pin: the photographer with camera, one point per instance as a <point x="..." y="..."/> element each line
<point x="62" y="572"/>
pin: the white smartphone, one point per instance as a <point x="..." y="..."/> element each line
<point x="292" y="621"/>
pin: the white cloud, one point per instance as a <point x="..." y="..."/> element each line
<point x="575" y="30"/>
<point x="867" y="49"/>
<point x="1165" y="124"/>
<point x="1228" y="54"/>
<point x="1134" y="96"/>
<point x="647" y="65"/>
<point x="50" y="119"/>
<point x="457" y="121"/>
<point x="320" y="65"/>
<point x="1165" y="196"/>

==

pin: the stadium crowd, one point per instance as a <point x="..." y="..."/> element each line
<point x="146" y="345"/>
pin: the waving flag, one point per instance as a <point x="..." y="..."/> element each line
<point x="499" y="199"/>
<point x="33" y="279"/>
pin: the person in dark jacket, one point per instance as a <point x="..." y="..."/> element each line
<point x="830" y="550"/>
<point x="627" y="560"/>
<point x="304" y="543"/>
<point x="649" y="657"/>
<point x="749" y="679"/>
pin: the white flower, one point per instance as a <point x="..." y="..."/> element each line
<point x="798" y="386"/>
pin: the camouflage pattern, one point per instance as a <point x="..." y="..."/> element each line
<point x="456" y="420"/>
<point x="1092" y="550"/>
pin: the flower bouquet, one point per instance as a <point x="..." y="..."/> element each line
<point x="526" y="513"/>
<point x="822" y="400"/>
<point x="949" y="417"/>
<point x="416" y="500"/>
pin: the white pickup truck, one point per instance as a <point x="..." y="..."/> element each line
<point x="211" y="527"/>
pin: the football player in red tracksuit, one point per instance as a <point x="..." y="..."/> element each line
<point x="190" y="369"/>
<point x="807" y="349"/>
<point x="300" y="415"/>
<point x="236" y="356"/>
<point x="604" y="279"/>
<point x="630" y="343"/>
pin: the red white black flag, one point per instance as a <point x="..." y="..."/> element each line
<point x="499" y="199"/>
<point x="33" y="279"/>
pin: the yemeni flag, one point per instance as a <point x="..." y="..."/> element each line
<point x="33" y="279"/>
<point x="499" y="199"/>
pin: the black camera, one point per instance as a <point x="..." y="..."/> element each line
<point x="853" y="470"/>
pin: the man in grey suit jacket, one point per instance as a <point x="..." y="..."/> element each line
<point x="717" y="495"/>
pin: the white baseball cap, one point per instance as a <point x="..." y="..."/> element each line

What to do =>
Please format the data from the line with "pin: the black" to the line with "pin: the white baseball", both included, as a JSON list of strings with one string per line and blank lines omitted.

The reply =>
[
  "pin: the black camera, one point per instance as a <point x=\"...\" y=\"...\"/> element each line",
  "<point x=\"853\" y=\"470\"/>",
  "pin: the man in grey suit jacket, one point per instance as a <point x=\"...\" y=\"...\"/> element each line",
  "<point x=\"717\" y=\"495\"/>",
  "pin: the white baseball cap, one point per instance as a <point x=\"...\" y=\"...\"/> element each line"
]